検討用本文.
***

研究課題/領域番号 |
20K14442
|
研究機関 | 京都大学 |
研究代表者 |
向井 啓祐 京都大学, エネルギー理工学研究所, 助教 (70807700)
|
研究期間 (年度) |
2020-04-01 – 2023-03-31
|
キーワード | 中性子発生 / 核融合 / 水素同位体 / 放射線 / 中性子計測 / 水素吸蔵合金 |
研究実績の概要 |
本年度は放電型中性子源のDT運転化に向けた燃料供給システムに関する研究を実施した。既存の燃料供給システムでは連続的に燃料ガスの供給・排気を行っているため、放射性物質であるトリチウムが利用できない。そのため、トリチウムの供給システムに加え、トリチウム利用を可能とする燃料システムの構築が要求されている。そこで、水素吸蔵材料を用いた自己自給型燃料システムの開発を行い、長時間運転における真空容器内のガス組成変化と、それが中性子発生に及ぼす影響を調べた。アーク溶解によりZrCo合金を製造し、水素吸蔵前後の結晶構造の変化をX線回折装置により調べた。ZrCo合金をU字チューブに充填し、活性化処理を行った後に、プラトー領域の重水素ガスを供給し、自然冷却させることで燃料のD2ガスを吸蔵させた。中性子源の運転では、ZrCo合金の加熱温度を調整することで重水素圧力の制御を行い、高電圧を印加することでDD運転を実施した。安定的な電圧を維持した状態で、1時間以上にわたり放電が持続された。中性子発生数は34 kV、3 mAの条件において、104 n/s程度であった。DD運転の間、真空容器内にて水素同位体交換が起こり、燃料である重水素ガスが希釈されていることがわかった。これにより、中性子発生量が減少する燃料の希釈効果が誘発されていることが明らかにされた。実験後に吸蔵反応により真空容器内の燃料の回収が確認されたことから、本システムを用いることで未燃焼の水素同位体燃料の再利用が可能であることが示された。
|
現在までの達成度 (区分) |
現在までの達成度 (区分)
1: 当初の計画以上に進展している
理由
水素吸蔵材料ZrCoを使った燃料供給システムを開発・運転を実施した。本テーマは3年度目に実施する予定であったが、新型コロナウイルス感染拡大のため、2年度目に実施し、当初2年度目に実施予定であった実験を3年度目に実施することとした。 実験の結果、燃料の自己供給回収システムを備えた放電型核融合中性子源において、1時間以上にわたり、安定的なDD運転の維持が可能であることを実証した。同時に、ZrCo充填層の温度変化により、印加電圧の制御が可能であることを示した。運転前後のガスの質量分析により、真空容器内の圧力に影響を及ぼす因子を明らかにした。真空容器内の圧力が平衡に達するためには、ZrCoサンプルによる燃料の吸脱蔵、放電によるガス消費、そしてチャンバー及び電極表面からのガス消費のそれぞれの量が釣り合う必要がある。運転中には、真空容器内にて水素同位体の交換が起こり、燃料である重水素ガスが希釈されていることが確認された。この同位体希釈により、中性子発生量が減少する燃料の希釈効果が誘発されていることが明らかとなった。これらの成果をもとに、運転時のトリチウム燃料の使用量を評価し、DT燃料を用いた長時間運転に向けた工学的指針を示した。本成果は、国際学会においてポスター発表を行い、論文投稿を行い、査読付き学術誌International Journal of Hydrogen Energyに掲載された。また、次年度の実験に向け、単結晶ダイヤモンド検出器の校正を行った。構成にはカリフォルニウム標準線源を用い、得られた校正直線により、6Li(n,t)反応を用いたトリチウム生成反応率の計測ができる準備が整った。

***

抽出資料.
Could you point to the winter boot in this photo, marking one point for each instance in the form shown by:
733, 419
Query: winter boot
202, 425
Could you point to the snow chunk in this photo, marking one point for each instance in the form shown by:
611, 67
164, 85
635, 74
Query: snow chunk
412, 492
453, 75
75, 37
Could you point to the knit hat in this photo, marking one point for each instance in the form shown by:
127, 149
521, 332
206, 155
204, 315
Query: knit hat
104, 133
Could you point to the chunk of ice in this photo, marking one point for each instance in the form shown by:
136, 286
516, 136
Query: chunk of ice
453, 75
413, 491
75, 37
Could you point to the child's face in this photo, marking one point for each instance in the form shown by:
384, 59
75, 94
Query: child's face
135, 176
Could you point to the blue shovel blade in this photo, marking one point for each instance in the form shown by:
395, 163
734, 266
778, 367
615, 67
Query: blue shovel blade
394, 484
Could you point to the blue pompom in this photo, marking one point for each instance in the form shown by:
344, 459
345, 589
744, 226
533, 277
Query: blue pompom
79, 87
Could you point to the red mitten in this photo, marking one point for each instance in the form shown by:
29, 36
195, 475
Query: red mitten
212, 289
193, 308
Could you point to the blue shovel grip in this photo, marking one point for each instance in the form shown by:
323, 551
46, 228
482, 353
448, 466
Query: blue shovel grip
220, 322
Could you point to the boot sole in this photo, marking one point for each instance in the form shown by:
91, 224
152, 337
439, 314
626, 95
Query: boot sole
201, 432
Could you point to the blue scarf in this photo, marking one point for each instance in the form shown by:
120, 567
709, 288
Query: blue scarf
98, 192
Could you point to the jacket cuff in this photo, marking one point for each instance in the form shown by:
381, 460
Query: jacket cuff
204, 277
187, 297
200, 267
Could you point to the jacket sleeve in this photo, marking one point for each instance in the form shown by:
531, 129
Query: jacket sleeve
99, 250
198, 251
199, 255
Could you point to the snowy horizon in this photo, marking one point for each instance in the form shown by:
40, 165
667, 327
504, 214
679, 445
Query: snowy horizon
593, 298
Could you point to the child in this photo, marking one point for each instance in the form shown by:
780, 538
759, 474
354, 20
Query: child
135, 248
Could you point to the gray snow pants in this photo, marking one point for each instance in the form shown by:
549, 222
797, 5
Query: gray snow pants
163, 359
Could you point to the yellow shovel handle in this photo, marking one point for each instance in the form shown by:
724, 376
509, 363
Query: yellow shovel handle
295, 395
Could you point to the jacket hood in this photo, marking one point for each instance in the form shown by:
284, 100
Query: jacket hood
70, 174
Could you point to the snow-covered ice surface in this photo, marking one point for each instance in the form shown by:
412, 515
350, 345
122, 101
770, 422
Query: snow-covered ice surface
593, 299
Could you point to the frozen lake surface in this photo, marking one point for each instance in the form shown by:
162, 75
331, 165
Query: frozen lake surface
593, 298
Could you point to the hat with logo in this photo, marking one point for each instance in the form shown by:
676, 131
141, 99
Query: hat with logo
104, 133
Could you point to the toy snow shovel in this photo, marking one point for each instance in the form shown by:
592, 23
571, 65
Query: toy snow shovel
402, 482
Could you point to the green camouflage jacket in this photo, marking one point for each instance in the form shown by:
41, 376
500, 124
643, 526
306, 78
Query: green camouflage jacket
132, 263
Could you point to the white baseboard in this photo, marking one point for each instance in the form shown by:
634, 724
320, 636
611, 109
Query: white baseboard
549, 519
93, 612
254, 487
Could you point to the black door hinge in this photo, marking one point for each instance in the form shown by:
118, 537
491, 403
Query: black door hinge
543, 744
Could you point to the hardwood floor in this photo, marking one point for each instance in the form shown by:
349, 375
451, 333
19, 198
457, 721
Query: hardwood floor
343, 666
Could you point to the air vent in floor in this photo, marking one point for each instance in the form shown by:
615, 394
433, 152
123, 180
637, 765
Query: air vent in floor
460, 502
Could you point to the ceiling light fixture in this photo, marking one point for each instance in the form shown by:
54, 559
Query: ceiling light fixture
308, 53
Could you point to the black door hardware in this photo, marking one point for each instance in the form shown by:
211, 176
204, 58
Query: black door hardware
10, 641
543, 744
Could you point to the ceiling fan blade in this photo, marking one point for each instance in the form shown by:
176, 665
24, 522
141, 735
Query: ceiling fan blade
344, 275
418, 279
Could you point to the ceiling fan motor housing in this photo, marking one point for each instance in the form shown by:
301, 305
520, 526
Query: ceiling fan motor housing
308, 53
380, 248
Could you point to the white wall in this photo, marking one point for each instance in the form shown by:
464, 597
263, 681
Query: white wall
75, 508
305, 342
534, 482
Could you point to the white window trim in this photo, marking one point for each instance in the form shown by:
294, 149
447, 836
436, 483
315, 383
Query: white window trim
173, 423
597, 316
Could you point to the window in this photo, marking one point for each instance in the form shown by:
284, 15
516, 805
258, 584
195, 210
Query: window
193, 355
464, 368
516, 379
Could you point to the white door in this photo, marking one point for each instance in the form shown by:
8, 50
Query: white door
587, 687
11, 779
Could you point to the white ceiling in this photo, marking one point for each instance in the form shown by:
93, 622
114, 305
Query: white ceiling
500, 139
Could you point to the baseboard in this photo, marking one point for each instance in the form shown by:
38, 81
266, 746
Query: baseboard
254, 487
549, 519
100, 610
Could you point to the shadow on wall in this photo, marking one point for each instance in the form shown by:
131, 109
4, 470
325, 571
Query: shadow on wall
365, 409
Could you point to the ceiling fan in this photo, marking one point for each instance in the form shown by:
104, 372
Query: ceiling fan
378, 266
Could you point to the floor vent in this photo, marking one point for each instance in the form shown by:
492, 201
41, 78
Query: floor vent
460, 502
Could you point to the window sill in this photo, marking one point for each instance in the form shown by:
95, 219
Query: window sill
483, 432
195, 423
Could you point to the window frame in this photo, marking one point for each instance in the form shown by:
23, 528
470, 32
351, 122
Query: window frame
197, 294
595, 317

***

課題の目的. 中性子源研究の本文にある次の一文を英語に訳せ：「安定的な電圧を維持した状態で、1時間以上にわたり放電が持続された。」

問題の解答. The discharge was sustained for more than one hour while a stable voltage was maintained.